### WORKING DATA
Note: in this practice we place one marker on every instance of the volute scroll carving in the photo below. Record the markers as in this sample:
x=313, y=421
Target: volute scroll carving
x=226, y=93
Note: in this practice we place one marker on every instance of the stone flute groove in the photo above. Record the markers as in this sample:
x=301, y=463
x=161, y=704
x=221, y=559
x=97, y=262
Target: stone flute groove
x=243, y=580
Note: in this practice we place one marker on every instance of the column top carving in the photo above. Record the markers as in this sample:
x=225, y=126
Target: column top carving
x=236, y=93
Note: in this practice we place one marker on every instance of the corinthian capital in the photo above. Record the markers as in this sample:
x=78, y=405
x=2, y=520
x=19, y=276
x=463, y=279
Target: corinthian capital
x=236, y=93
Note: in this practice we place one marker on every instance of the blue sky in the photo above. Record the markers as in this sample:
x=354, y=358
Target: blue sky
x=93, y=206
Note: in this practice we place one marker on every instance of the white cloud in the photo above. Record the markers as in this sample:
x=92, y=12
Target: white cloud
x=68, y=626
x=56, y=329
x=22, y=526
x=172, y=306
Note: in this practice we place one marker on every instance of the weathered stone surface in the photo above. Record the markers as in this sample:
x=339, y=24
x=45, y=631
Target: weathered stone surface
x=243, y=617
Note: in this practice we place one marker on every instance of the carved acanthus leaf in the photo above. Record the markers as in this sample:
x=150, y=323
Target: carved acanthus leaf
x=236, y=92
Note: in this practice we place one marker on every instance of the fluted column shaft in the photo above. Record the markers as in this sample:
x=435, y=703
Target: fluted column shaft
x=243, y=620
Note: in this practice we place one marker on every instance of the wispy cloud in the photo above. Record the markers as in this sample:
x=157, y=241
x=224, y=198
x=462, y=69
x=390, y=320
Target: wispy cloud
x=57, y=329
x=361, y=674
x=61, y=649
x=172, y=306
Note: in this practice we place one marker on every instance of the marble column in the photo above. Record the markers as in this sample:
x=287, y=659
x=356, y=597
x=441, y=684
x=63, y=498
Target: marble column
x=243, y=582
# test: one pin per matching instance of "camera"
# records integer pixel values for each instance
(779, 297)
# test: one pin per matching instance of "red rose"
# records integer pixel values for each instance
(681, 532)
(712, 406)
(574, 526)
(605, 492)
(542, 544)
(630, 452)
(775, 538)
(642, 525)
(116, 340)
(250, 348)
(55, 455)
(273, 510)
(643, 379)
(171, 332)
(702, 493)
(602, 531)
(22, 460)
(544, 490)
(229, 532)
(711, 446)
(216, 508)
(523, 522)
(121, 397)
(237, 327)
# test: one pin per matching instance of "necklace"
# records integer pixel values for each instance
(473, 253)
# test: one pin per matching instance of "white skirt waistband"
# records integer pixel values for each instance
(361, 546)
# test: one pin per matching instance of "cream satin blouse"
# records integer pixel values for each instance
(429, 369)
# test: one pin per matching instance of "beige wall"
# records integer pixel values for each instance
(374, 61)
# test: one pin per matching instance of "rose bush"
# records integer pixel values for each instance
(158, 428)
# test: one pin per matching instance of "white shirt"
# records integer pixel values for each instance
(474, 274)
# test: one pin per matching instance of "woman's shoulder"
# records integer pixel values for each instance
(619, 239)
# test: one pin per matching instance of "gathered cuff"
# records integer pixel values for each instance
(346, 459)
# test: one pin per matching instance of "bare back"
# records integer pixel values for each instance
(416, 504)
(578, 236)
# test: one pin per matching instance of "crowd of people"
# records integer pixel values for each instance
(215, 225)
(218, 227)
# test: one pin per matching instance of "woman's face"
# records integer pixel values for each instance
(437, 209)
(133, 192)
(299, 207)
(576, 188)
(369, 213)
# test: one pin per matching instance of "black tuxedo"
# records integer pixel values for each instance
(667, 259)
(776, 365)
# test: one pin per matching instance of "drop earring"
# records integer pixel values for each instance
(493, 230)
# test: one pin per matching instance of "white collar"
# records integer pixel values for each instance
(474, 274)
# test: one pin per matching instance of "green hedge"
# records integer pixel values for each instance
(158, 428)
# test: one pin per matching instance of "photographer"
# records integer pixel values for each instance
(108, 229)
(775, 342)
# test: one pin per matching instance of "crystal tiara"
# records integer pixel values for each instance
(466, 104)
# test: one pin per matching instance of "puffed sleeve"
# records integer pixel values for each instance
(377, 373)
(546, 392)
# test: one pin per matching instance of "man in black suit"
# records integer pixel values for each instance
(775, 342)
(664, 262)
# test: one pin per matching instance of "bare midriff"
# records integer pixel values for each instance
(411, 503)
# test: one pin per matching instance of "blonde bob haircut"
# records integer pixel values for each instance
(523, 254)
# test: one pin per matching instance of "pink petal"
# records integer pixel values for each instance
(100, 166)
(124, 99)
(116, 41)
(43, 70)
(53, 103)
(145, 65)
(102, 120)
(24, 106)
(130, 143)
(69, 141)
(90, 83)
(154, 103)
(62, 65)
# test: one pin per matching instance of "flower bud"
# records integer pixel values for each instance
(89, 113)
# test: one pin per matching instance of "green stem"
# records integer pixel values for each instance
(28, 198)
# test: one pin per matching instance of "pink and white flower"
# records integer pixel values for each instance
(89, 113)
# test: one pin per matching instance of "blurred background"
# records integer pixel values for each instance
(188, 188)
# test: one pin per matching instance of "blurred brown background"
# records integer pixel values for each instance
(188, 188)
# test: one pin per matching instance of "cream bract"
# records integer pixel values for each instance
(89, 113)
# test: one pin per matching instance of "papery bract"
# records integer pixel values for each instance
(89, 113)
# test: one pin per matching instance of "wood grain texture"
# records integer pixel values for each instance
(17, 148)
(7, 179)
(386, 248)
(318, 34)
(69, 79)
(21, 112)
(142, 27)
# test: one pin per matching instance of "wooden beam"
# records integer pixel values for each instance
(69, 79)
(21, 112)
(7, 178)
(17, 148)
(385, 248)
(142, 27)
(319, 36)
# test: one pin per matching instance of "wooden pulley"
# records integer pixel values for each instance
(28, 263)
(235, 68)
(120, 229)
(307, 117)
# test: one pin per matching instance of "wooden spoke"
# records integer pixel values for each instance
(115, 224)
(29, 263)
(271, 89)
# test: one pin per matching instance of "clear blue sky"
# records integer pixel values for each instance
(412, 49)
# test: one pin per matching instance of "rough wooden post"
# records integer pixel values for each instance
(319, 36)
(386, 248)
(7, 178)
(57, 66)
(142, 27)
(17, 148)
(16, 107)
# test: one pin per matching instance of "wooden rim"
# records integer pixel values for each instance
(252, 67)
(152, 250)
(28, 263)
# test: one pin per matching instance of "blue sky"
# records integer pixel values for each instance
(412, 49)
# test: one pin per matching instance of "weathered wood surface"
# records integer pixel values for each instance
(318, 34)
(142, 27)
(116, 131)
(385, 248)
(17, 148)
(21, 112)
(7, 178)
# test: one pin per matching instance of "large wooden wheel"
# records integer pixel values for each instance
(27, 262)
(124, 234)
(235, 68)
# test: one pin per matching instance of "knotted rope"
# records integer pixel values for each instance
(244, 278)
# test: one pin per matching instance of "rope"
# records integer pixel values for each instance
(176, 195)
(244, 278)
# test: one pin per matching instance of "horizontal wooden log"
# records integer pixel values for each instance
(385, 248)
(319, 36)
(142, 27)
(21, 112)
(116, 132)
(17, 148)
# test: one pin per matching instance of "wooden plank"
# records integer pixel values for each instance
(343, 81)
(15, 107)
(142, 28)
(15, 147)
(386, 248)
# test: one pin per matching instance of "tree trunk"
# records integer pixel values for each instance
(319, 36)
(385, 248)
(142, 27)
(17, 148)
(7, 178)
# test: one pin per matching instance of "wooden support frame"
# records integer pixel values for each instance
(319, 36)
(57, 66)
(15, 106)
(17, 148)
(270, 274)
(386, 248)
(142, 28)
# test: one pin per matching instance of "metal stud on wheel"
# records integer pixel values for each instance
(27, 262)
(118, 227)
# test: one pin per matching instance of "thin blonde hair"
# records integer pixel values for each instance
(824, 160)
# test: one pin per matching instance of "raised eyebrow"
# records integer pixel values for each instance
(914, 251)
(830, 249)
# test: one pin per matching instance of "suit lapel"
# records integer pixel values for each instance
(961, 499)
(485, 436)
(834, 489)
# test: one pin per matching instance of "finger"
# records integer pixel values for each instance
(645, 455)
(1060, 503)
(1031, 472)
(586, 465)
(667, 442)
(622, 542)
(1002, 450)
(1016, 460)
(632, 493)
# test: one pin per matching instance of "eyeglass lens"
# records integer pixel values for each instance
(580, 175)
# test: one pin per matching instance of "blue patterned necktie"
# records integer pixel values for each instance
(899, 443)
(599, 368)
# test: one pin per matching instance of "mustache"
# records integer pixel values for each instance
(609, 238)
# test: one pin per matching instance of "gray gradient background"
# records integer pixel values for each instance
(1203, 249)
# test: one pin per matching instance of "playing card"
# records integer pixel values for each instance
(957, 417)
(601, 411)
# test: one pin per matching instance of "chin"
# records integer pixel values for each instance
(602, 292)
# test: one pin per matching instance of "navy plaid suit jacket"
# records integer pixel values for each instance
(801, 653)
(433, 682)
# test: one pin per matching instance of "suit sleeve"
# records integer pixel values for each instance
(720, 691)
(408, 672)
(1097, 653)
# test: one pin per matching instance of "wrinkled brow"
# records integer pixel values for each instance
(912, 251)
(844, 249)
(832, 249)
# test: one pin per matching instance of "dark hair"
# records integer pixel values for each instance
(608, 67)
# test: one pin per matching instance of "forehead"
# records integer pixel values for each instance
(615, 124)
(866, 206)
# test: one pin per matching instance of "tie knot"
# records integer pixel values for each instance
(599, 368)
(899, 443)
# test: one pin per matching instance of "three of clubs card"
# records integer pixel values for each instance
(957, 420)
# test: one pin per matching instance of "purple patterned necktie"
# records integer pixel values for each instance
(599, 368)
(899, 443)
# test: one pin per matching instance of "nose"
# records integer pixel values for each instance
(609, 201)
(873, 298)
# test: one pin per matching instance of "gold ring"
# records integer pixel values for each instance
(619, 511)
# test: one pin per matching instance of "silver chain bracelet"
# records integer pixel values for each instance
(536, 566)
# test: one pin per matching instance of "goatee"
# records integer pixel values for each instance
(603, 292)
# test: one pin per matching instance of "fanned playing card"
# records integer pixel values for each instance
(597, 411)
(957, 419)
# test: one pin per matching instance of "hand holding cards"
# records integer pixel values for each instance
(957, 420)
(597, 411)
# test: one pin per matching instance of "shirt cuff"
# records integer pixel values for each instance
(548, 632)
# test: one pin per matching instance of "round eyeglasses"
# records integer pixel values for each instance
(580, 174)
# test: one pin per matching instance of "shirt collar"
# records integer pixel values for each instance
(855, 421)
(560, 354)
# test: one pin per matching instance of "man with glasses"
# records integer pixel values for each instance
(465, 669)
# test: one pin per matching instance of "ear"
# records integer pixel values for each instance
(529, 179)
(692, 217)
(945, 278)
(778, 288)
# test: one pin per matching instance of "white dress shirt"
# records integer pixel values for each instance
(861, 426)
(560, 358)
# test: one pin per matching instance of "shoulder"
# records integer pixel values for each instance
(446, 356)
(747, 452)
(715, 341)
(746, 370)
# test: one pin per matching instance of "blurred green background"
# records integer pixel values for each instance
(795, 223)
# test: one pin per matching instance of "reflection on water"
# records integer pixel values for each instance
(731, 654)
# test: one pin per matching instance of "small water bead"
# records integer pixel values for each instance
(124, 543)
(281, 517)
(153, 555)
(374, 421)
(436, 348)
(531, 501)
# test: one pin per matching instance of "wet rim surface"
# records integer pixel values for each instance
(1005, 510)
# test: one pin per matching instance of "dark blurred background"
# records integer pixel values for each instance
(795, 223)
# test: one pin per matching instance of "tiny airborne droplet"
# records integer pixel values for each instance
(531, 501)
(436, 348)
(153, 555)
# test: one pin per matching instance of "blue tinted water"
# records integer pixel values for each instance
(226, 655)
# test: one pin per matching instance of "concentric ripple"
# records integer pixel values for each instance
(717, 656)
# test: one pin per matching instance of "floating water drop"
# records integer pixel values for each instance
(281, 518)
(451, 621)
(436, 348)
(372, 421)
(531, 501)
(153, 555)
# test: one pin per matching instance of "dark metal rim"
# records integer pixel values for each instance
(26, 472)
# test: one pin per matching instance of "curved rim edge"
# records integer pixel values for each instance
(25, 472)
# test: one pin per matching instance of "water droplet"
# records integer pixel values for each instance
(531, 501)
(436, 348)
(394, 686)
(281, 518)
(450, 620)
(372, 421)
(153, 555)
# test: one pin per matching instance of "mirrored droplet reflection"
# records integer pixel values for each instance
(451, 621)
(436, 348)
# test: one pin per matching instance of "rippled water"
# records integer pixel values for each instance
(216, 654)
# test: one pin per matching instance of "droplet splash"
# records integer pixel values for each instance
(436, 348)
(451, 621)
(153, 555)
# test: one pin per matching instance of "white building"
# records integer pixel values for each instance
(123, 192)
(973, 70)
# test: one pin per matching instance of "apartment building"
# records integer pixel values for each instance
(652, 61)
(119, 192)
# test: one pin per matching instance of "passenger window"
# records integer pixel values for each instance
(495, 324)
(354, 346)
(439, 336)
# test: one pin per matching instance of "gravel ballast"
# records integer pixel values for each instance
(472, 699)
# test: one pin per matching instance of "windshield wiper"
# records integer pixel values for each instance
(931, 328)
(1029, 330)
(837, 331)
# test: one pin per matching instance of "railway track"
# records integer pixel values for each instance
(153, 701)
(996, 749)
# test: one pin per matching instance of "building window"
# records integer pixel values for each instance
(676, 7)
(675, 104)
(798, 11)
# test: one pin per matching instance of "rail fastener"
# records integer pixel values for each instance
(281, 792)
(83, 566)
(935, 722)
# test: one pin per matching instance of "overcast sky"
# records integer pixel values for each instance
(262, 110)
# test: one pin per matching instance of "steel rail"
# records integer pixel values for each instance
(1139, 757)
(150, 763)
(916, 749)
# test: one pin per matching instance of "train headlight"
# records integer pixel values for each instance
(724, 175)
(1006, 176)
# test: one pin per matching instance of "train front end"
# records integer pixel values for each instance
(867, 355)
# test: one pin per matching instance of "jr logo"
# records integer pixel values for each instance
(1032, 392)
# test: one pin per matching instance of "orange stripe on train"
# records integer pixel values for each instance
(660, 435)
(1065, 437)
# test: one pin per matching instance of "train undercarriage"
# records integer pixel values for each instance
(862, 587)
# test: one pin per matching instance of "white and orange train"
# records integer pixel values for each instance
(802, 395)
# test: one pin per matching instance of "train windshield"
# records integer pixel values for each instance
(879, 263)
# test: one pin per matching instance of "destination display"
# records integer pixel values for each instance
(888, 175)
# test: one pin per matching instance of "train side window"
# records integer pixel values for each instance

### BRIEF
Check each line above for the word "building" and copy the ones that have it.

### SOLUTION
# test: one pin per matching instance of "white building"
# test: one pin per matching instance of "apartment building"
# test: one pin per matching instance of "building window"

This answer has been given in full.